◆ Your objective
Should any entry include an image, skip the image and copy the entry exactly.

------ Entries shown

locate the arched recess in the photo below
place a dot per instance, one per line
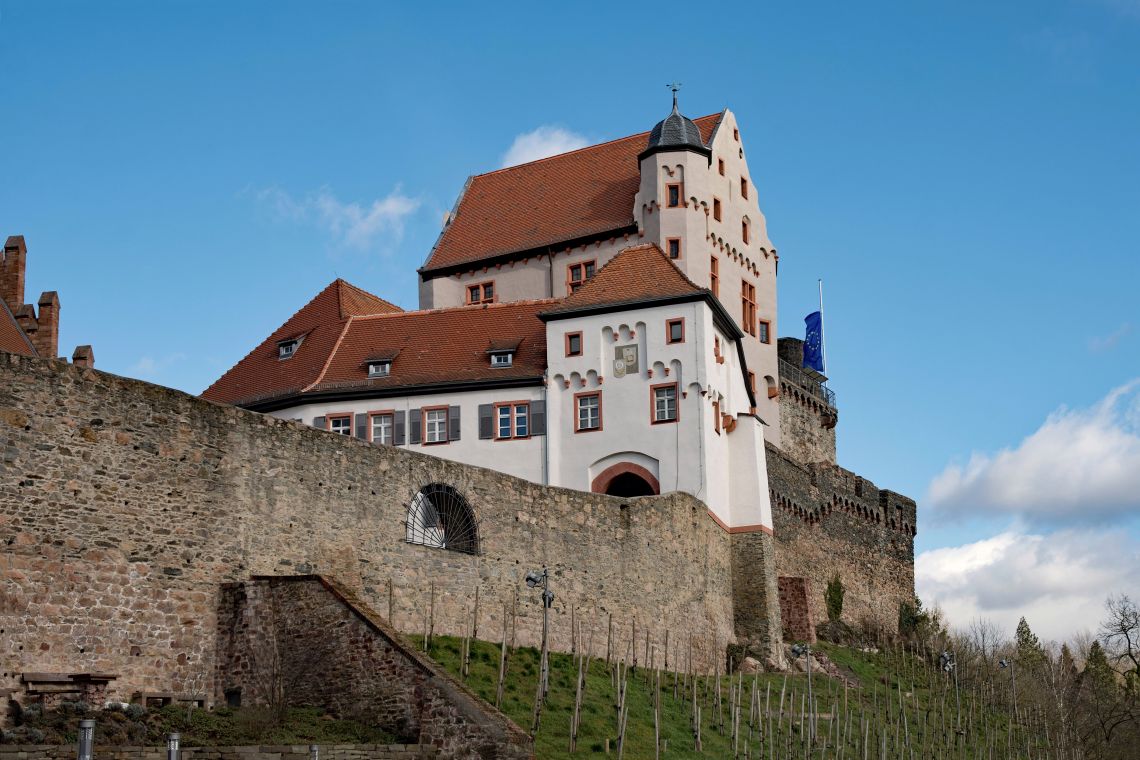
(626, 479)
(440, 517)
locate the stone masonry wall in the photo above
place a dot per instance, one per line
(828, 520)
(124, 506)
(306, 642)
(263, 752)
(796, 610)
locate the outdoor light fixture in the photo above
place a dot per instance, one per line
(86, 738)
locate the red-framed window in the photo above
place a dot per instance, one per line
(587, 411)
(748, 307)
(573, 344)
(664, 407)
(577, 275)
(382, 427)
(434, 425)
(481, 292)
(512, 419)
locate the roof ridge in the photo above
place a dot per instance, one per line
(471, 307)
(328, 359)
(585, 147)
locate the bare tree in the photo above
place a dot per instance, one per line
(1120, 632)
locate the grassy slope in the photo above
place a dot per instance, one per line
(929, 709)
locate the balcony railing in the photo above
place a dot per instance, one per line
(797, 376)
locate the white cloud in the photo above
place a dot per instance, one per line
(1057, 581)
(349, 222)
(542, 142)
(149, 367)
(1082, 465)
(1110, 341)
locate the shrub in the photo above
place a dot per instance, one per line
(833, 597)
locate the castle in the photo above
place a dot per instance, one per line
(594, 326)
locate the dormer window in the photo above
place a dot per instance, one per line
(286, 349)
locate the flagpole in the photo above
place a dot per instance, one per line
(823, 334)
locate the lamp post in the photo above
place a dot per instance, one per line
(86, 738)
(535, 579)
(950, 667)
(798, 650)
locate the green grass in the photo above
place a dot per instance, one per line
(876, 709)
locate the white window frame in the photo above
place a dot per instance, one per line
(436, 425)
(376, 424)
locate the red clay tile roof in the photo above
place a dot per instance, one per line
(546, 202)
(426, 348)
(13, 337)
(440, 345)
(642, 272)
(318, 325)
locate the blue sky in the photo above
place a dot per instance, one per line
(963, 176)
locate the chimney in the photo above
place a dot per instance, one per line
(11, 272)
(47, 337)
(25, 317)
(83, 357)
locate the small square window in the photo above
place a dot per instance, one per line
(481, 293)
(573, 344)
(286, 349)
(436, 425)
(665, 403)
(578, 274)
(341, 425)
(588, 416)
(381, 428)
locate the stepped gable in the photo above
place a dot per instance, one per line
(13, 337)
(440, 345)
(318, 326)
(566, 197)
(638, 274)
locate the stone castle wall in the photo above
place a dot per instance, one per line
(124, 506)
(829, 521)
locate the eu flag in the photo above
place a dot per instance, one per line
(813, 342)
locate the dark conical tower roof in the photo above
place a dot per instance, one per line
(675, 132)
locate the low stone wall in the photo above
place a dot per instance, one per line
(308, 642)
(125, 506)
(829, 521)
(263, 752)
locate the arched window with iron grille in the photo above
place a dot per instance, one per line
(440, 517)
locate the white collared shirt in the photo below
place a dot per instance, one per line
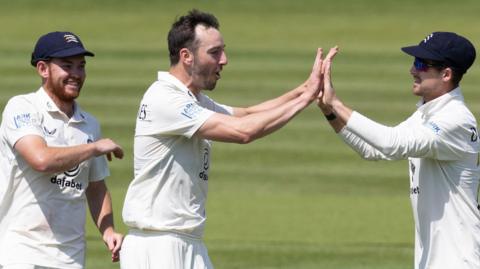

------------

◆ Solution to the problem
locate the arched recess in the photo below
place a dot per instance, one per line
(626, 479)
(440, 517)
locate the stone masonry wall in the photo above
place a dot per instance, one per line
(828, 520)
(124, 506)
(306, 642)
(263, 752)
(796, 610)
locate the outdoor light fixture in the photo above
place a dot per instance, one per line
(86, 738)
locate the red-framed window in the photo above
place a dot per instance, one per line
(587, 411)
(748, 307)
(573, 344)
(664, 407)
(577, 275)
(382, 427)
(434, 425)
(481, 292)
(512, 419)
locate the roof ridge in the photo above
place a dot per instance, one per line
(471, 307)
(328, 359)
(585, 147)
locate the bare tree in the photo above
place a dot per instance, one per line
(1120, 632)
locate the grassy slope in the photo above
place a dot per instance, one per line
(929, 709)
locate the balcony railing in the photo above
place a dot per instance, one per line
(797, 376)
locate the white cloud in the photo above
place a dot per instance, one per line
(1057, 581)
(349, 222)
(542, 142)
(149, 367)
(1082, 465)
(1110, 341)
locate the shrub in the photo above
place a dot per instance, one per line
(833, 597)
locate the castle in the photo above
place a dot per instance, one per line
(594, 326)
locate the dormer window in the photo above
place a dot per instance, one per line
(286, 349)
locate the flagpole in the photo above
place a dot per instance, one per line
(823, 334)
locate the lamp post in the photo above
place a dot per instance, one per line
(86, 738)
(535, 579)
(950, 667)
(798, 650)
locate the green grass in the photo above
place a dot per instance, one per line
(876, 709)
locate the white window frame in the photo above
place a dot per instance, one per line
(436, 425)
(376, 424)
locate the red clay tile roof in the photo above
place a dot per instance, one per line
(546, 202)
(426, 348)
(13, 337)
(440, 345)
(642, 272)
(318, 325)
locate the blue sky in the photo above
place a dot per instance, one per line
(963, 176)
locate the chimney in the photo above
place a dot per instance, one per line
(11, 272)
(47, 337)
(25, 317)
(83, 357)
locate the small square window in the photo above
place a dot per instance, one per line
(481, 293)
(573, 344)
(286, 349)
(436, 425)
(665, 403)
(578, 274)
(341, 425)
(588, 416)
(381, 428)
locate the stepped gable in the photo above
place a dot per instance, one per line
(13, 337)
(440, 345)
(318, 326)
(566, 197)
(638, 274)
locate the stone castle wall in the photo above
place a dot per instance, one per line
(124, 506)
(829, 521)
locate the eu flag in the photo above
place a dot per instance, one per line
(813, 342)
locate the dark conical tower roof in the photo above
place a dot per instance, one per line
(675, 132)
locate the low stone wall in the photo above
place a dot per instance, one per line
(308, 642)
(125, 506)
(829, 521)
(263, 752)
locate the arched window with iron grille in the photo above
place a dot per instance, one per line
(440, 517)
locate the white collared shirt in the photo below
place a dot per instance, one per line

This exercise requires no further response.